■ GOAL ■
Copy everything from the line containing "Find every instance of the scrub" down to the line containing "<point>366,404</point>", changing "scrub vegetation" to "dry brush" and leaving everything else the same.

◆ ◆ ◆ ◆ ◆

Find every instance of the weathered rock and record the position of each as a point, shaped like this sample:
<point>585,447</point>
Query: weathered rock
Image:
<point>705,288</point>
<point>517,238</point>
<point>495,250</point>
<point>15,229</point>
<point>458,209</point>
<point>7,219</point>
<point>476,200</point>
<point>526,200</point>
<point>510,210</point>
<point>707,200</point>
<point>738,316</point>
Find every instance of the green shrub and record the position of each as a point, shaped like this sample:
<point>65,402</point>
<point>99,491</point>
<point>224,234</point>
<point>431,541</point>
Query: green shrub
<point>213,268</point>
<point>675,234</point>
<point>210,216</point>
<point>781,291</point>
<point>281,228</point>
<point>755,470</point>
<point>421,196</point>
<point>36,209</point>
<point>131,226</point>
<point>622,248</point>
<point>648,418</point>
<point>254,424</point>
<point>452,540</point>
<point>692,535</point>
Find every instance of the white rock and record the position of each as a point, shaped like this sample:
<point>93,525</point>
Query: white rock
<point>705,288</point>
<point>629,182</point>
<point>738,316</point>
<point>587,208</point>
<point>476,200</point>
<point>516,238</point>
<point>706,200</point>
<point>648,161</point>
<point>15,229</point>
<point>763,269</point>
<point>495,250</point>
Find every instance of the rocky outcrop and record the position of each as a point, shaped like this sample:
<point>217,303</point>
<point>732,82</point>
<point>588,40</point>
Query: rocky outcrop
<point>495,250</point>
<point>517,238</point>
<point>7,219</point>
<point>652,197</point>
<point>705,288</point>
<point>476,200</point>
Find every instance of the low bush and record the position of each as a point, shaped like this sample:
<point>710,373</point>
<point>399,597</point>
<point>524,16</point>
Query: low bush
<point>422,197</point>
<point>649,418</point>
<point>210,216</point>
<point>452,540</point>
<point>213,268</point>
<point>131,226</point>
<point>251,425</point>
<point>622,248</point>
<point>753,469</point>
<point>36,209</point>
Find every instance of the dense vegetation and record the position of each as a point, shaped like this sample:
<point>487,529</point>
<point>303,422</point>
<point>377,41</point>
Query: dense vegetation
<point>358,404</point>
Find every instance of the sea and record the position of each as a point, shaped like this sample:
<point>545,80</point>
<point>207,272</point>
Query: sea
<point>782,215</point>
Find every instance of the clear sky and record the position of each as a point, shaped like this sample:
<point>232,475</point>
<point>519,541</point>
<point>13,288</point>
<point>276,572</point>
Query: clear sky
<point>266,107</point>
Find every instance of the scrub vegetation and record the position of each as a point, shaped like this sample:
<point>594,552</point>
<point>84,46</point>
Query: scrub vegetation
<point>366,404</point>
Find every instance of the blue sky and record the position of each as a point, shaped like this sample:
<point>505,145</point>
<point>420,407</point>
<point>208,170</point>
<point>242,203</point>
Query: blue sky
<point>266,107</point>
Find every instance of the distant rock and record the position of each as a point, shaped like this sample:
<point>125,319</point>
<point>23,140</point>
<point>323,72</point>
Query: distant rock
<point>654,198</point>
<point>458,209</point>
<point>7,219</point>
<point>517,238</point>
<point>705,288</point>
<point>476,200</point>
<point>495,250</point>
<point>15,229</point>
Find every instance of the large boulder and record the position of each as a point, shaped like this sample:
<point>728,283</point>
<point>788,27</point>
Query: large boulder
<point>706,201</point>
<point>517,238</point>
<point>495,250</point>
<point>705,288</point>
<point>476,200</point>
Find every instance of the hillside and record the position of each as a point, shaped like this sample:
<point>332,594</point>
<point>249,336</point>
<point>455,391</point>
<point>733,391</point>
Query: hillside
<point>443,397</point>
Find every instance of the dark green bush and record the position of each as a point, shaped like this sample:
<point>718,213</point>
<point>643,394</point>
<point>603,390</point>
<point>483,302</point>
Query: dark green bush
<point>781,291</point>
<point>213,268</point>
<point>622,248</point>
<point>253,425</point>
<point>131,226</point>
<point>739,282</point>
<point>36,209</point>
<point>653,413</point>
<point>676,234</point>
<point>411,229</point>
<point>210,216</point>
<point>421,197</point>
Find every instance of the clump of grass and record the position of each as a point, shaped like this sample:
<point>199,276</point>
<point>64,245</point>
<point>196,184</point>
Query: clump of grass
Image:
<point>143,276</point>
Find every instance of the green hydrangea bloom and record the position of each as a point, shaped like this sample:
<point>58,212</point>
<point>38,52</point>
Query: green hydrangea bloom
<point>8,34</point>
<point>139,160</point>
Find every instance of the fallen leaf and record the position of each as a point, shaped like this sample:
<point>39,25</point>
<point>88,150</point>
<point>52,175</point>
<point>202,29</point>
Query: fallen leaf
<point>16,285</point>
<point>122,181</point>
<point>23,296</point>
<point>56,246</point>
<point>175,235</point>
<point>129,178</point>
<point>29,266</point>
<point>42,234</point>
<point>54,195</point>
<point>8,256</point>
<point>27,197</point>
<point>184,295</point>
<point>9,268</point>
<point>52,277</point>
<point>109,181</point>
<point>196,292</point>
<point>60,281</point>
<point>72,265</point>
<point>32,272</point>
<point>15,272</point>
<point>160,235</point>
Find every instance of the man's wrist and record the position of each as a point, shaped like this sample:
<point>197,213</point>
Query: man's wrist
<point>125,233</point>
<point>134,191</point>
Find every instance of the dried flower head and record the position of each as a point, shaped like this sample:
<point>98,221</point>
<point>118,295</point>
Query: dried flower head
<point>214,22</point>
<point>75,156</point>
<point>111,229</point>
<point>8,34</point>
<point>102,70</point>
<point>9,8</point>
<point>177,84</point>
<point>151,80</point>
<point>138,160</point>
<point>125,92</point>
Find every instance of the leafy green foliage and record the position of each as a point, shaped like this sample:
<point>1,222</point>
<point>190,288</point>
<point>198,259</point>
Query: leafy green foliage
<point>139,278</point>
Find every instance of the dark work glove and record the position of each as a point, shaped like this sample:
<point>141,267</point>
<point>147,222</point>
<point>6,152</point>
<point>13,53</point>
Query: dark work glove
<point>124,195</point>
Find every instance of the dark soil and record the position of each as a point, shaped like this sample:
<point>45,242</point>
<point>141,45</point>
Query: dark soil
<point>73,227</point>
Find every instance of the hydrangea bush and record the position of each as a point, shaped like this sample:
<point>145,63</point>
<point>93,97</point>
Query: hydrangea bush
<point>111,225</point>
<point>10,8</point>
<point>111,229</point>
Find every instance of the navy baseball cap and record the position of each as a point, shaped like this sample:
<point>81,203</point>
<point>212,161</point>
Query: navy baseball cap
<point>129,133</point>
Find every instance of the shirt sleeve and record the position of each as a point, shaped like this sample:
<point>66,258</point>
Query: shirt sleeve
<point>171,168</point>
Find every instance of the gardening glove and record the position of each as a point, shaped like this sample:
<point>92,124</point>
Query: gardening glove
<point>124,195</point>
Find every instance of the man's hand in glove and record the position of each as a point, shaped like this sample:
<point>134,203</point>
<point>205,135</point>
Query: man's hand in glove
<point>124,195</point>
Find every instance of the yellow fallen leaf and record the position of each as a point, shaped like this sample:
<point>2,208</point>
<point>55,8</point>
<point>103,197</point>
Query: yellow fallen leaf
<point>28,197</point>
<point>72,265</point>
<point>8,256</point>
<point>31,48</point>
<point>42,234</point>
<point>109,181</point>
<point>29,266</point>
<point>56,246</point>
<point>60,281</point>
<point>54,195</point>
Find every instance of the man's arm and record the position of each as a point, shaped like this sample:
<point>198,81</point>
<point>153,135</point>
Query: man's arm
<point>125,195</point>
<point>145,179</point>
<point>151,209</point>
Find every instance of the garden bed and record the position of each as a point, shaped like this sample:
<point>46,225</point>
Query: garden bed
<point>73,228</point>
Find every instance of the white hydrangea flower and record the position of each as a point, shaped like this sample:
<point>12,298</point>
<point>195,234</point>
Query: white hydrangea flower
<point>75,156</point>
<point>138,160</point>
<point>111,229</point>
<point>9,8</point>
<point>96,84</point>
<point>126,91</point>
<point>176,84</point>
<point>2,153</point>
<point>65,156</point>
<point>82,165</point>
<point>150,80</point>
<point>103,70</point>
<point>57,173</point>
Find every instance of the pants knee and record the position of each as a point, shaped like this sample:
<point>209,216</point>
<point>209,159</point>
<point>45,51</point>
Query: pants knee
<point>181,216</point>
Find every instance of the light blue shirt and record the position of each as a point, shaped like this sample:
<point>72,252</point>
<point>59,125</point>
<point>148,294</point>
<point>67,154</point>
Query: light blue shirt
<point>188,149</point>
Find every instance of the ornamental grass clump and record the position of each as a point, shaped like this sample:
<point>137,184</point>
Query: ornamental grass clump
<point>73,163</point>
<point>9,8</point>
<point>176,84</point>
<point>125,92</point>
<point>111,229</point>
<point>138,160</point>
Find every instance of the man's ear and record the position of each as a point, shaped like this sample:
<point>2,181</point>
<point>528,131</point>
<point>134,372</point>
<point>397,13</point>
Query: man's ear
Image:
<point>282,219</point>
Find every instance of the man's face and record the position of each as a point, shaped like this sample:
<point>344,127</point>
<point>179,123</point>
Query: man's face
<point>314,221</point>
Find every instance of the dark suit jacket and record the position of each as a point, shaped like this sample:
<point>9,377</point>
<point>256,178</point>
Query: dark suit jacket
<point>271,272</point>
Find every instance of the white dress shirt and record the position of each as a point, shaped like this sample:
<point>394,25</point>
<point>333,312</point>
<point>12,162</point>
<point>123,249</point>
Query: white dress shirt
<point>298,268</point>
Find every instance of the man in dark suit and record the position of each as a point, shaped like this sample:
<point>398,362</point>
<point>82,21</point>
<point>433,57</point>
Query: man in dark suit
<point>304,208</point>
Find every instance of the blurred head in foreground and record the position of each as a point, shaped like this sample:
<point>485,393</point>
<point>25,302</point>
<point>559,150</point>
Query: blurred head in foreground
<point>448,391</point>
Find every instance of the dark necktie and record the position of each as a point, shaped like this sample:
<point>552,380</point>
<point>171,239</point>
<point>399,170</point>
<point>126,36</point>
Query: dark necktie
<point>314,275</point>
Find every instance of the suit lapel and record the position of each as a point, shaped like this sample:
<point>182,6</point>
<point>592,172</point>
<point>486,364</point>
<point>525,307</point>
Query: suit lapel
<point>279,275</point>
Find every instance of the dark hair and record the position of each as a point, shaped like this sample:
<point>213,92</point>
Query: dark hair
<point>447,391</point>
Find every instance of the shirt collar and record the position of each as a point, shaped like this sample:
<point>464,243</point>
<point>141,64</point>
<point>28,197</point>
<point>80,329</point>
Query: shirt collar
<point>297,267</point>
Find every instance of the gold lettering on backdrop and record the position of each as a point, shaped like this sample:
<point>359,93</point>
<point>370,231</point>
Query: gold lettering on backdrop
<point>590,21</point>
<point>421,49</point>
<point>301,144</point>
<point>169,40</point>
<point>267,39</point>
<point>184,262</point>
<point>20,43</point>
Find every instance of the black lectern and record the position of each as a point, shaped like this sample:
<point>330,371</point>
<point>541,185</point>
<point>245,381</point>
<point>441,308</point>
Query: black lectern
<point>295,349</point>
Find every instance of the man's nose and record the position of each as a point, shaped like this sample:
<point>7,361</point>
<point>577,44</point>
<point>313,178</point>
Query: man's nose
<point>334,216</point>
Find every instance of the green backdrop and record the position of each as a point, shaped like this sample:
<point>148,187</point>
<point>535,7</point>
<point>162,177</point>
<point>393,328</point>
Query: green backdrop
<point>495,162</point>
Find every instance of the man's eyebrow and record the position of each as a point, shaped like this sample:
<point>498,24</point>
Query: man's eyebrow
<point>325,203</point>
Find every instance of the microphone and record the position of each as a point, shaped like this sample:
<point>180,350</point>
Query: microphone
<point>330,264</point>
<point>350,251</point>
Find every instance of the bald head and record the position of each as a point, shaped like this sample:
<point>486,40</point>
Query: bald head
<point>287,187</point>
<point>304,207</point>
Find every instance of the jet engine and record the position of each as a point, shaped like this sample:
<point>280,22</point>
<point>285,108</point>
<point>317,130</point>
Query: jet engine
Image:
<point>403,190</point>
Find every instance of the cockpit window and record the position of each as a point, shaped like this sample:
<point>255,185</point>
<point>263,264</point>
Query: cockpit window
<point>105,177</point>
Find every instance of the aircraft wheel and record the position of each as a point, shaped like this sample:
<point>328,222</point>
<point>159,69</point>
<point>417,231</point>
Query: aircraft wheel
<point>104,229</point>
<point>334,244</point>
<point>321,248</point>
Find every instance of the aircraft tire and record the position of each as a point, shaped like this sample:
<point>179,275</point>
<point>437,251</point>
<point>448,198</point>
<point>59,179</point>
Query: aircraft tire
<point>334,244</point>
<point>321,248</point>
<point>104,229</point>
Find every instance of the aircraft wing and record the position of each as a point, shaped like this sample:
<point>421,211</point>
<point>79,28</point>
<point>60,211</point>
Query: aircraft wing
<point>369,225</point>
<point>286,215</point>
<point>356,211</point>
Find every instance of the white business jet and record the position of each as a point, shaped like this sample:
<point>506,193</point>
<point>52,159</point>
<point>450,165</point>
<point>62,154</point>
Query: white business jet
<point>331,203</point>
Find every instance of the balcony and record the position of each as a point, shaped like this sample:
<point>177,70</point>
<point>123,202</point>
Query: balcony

◆ ◆ ◆ ◆ ◆

■ FINISHED TASK ■
Find every instance of the dry brush and record the position of each as a point, shaped like this sample:
<point>594,552</point>
<point>84,46</point>
Query: dry brush
<point>366,404</point>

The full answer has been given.